* QUOTED PASSAGE *

-=-=-

Monumental fountain in Madrid

The Fountain of Cybele (Spanish: Fuente de Cibeles, or simply, La Cibeles) is a neoclassical fountain in Madrid, Spain. It lies on the centre of the Plaza de Cibeles. The sculptural group in its centre represents Cybele, a Phrygian earth and fertility deity. It has become one of the icons of the city.

== History and description ==
Designed and commissioned by Ventura Rodríguez in 1780, the sculptural group—made of white marble from Montesclaros— is a work by Francisco Gutiérrez (goddess) and Roberto Michel (the lions).

Crowned by a mural crown, the goddess rides a chariot pulled by two lions, representing Atalanta and Hippomenes.

It was moved to its current location and orientation in 1895.

It has a maximum water capacity of 278 m^{3}.

The fountain is the site where Real Madrid's supporters and players gather to celebrate the team's trophies as well as partakers of the successes of the Spain national football team. The goddess lost a hand in 1994, following a celebration of a victory of the Spanish national team. The goddess lost another one of her hands on 21 September 2002.

The Fountain of Cybele has a replica, the namesake Fuente de Cibeles, located in Mexico City and inaugurated in 1980.

-=-=-

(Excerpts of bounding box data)
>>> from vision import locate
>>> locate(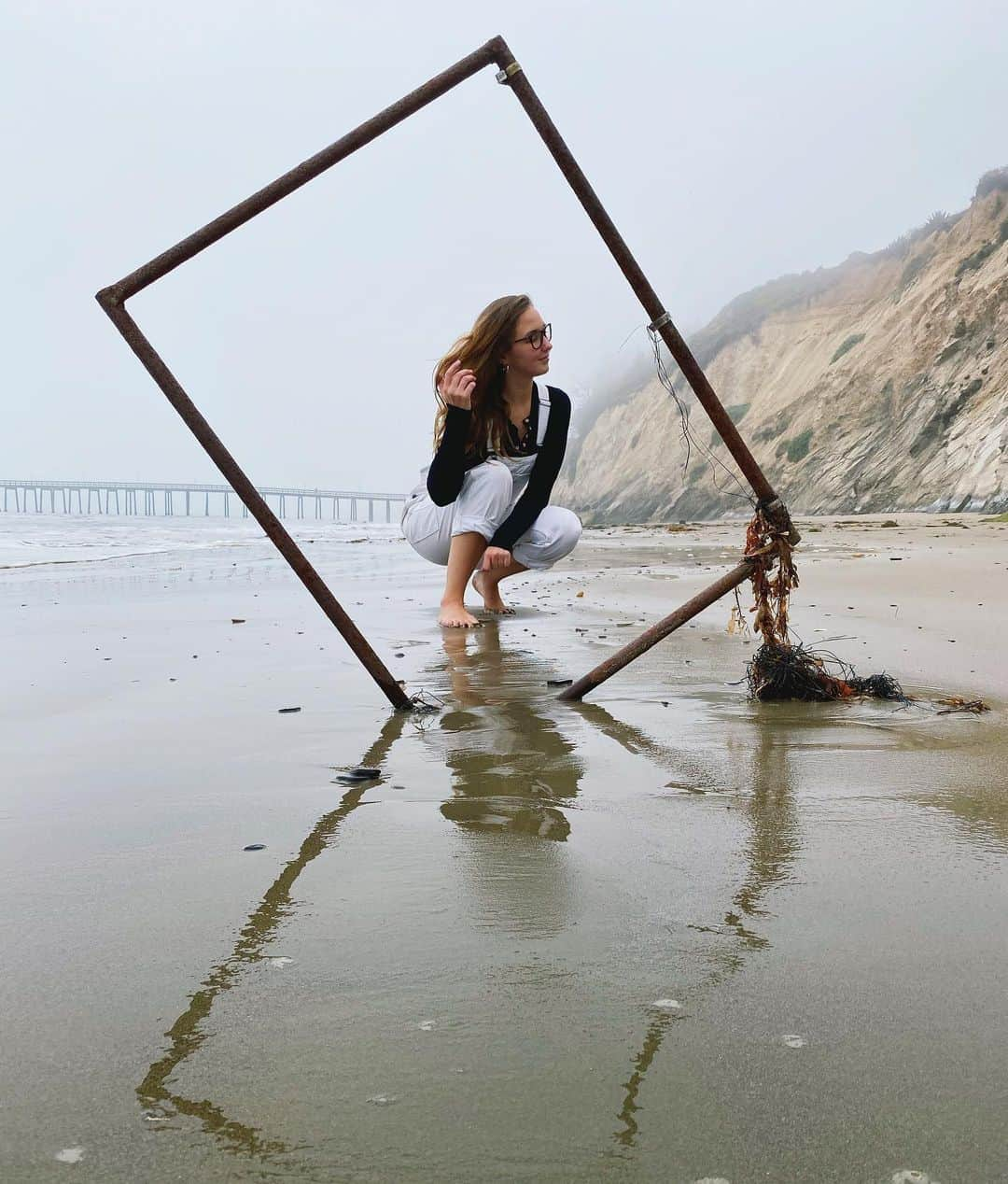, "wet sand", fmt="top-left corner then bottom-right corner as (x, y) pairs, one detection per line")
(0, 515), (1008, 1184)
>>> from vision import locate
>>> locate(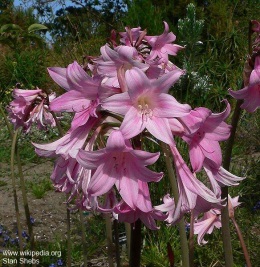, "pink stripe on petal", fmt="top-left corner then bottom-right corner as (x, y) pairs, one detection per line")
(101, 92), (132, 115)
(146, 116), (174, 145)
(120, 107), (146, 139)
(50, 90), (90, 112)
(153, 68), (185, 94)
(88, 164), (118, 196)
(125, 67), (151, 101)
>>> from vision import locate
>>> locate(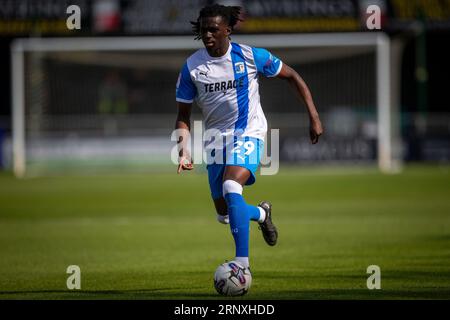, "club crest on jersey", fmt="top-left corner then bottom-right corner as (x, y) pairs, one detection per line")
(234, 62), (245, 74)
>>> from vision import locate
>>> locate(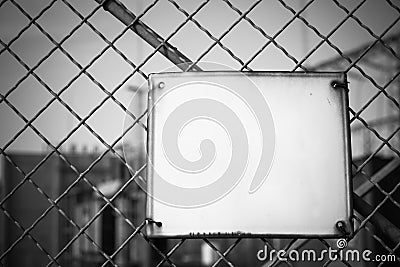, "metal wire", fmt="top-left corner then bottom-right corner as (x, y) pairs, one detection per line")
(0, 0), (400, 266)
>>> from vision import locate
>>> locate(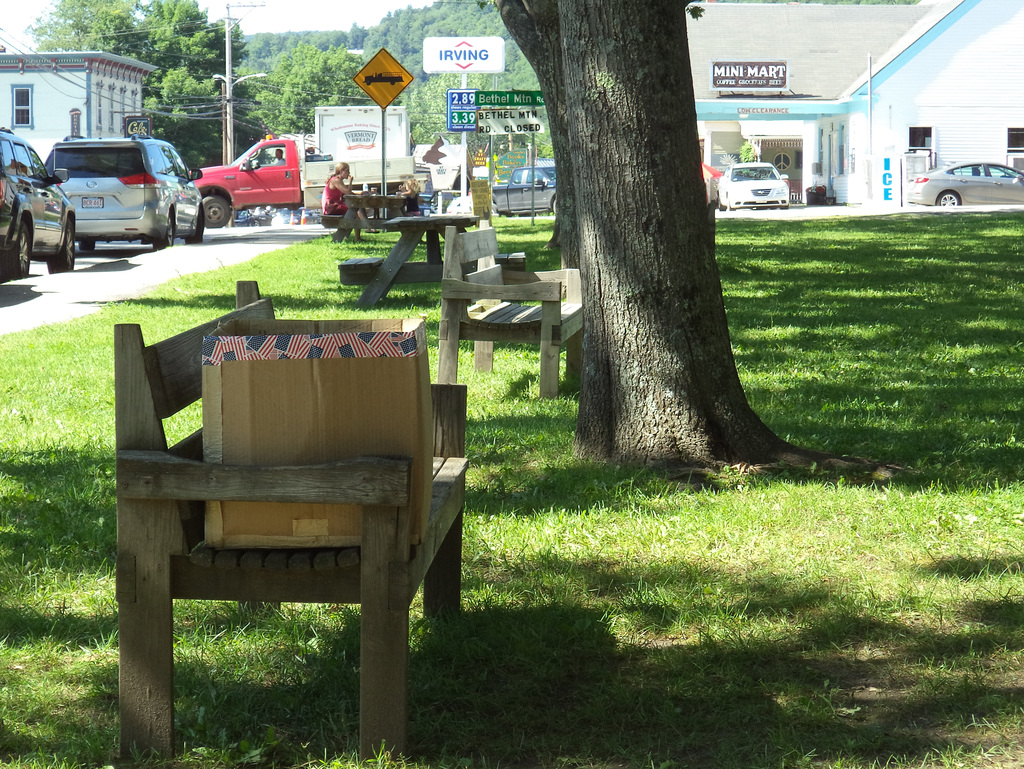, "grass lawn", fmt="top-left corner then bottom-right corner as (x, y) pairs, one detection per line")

-=-=-

* SET EXERCISE 1 *
Summarize the text about the Fountain of Cybele in two sentences.
* SET EXERCISE 2 *
List every year mentioned in the text about the Fountain of Cybele, in the order they appear.
The lines are separate material, unrelated to the text about the fountain.

* WRITTEN SOLUTION 1 *
The Fountain of Cybele is a neoclassical fountain at the center of Madrid's Plaza de Cibeles, showing the goddess Cybele in a chariot pulled by two lions. Designed by Ventura Rodríguez in 1780 and moved to its current location in 1895, it is where Real Madrid and Spain national team supporters celebrate victories.

* WRITTEN SOLUTION 2 *
1780, 1895, 1994, 2002, 1980